Output each line from the one that contains "Would you mind marking the chimney" to the final line of the data below, exactly, and include nothing else.

Source records
>>
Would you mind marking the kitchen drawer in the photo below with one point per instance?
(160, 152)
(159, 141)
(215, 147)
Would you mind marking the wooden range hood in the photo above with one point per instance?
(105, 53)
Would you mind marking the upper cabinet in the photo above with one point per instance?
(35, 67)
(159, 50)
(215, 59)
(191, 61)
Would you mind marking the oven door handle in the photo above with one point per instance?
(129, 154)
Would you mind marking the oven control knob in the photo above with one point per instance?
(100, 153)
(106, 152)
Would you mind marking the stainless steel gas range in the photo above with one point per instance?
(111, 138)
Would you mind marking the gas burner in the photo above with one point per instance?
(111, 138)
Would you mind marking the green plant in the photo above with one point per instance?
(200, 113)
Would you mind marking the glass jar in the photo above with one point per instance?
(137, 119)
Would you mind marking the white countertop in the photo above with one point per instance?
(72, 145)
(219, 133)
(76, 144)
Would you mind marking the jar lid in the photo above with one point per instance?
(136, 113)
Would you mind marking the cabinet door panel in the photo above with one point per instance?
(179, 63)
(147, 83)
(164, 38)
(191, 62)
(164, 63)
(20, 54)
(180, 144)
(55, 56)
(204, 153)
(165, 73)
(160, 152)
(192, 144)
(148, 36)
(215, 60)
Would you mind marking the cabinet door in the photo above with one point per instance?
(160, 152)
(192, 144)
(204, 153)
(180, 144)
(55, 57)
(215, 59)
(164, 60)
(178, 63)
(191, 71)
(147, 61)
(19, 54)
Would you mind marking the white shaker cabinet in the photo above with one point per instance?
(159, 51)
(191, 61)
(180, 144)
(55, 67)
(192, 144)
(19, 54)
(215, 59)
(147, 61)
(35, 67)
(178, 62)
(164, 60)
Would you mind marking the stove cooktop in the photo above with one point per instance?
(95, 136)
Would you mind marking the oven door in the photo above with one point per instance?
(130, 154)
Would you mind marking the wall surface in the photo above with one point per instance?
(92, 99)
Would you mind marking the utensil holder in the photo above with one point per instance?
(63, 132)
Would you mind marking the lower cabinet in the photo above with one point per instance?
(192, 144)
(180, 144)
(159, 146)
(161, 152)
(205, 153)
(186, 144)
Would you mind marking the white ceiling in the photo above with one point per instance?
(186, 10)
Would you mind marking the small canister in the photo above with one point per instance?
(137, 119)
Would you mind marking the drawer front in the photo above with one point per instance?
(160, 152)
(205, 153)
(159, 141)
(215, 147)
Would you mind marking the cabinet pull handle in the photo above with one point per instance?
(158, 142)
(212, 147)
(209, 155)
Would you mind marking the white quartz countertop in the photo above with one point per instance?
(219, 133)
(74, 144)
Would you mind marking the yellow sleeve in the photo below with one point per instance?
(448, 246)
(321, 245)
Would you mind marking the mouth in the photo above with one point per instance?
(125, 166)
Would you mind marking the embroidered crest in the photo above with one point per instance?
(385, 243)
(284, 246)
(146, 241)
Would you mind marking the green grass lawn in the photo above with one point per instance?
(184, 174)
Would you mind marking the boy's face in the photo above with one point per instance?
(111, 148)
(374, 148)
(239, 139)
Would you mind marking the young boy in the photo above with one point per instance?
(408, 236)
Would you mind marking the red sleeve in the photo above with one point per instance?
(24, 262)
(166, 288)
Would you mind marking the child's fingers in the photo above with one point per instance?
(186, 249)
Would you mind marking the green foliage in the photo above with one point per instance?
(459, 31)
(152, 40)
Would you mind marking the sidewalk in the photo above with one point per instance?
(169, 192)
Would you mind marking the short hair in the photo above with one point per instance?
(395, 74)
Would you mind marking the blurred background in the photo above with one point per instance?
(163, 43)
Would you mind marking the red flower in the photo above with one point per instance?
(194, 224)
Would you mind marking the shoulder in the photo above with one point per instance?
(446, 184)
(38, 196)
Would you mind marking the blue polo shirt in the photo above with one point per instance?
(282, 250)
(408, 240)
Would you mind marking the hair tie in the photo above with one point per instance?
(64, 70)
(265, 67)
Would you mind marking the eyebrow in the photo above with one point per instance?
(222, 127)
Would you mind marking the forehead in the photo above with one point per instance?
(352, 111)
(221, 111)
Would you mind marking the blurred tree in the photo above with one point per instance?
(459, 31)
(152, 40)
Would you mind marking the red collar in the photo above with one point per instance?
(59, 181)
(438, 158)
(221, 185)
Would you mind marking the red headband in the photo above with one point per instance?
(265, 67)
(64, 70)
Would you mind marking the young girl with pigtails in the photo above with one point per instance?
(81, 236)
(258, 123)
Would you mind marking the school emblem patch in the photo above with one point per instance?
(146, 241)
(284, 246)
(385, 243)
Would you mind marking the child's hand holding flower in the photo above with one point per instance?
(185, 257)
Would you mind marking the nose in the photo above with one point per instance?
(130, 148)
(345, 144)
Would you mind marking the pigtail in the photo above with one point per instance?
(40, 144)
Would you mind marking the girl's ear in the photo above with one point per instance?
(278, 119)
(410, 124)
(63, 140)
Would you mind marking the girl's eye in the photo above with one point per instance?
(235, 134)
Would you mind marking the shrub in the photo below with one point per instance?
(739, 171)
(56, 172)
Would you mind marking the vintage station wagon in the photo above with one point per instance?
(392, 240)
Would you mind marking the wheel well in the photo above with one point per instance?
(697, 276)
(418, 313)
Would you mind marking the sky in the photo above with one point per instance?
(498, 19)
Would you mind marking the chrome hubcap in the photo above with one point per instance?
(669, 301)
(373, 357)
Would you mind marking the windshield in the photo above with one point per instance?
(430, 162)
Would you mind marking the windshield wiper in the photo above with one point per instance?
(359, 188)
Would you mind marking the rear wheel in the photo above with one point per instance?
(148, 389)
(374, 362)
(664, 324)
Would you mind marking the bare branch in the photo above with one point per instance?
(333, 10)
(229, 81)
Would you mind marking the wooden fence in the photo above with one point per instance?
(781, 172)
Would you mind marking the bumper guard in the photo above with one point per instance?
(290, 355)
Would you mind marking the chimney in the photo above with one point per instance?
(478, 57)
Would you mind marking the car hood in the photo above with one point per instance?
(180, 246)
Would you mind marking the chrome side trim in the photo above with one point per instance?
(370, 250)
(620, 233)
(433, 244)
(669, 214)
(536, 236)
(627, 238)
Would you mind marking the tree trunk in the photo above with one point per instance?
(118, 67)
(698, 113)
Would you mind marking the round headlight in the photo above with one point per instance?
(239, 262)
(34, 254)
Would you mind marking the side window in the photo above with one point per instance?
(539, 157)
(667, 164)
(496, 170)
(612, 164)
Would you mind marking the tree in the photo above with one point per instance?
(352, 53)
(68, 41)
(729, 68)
<<
#### TASK OUTPUT
Would you mind marking the chimney in the photo above with one point per instance?
(478, 57)
Would you mind marking the car hood in the photo above with one point per instance?
(180, 246)
Would you mind marking the chrome side trim in the photo above with one point per instance?
(370, 250)
(620, 233)
(433, 244)
(669, 214)
(536, 236)
(627, 238)
Would you mind marking the tree trunk in the photo above with one point per instance?
(118, 67)
(698, 113)
Would you mind marking the round headlight in the photo above with one point per instance?
(239, 262)
(34, 254)
Would you mind marking the side window in the photo above with one point per instance?
(539, 157)
(667, 164)
(496, 170)
(612, 164)
Would you mind marking the tree in the photo above with one point per instance?
(352, 53)
(68, 41)
(729, 68)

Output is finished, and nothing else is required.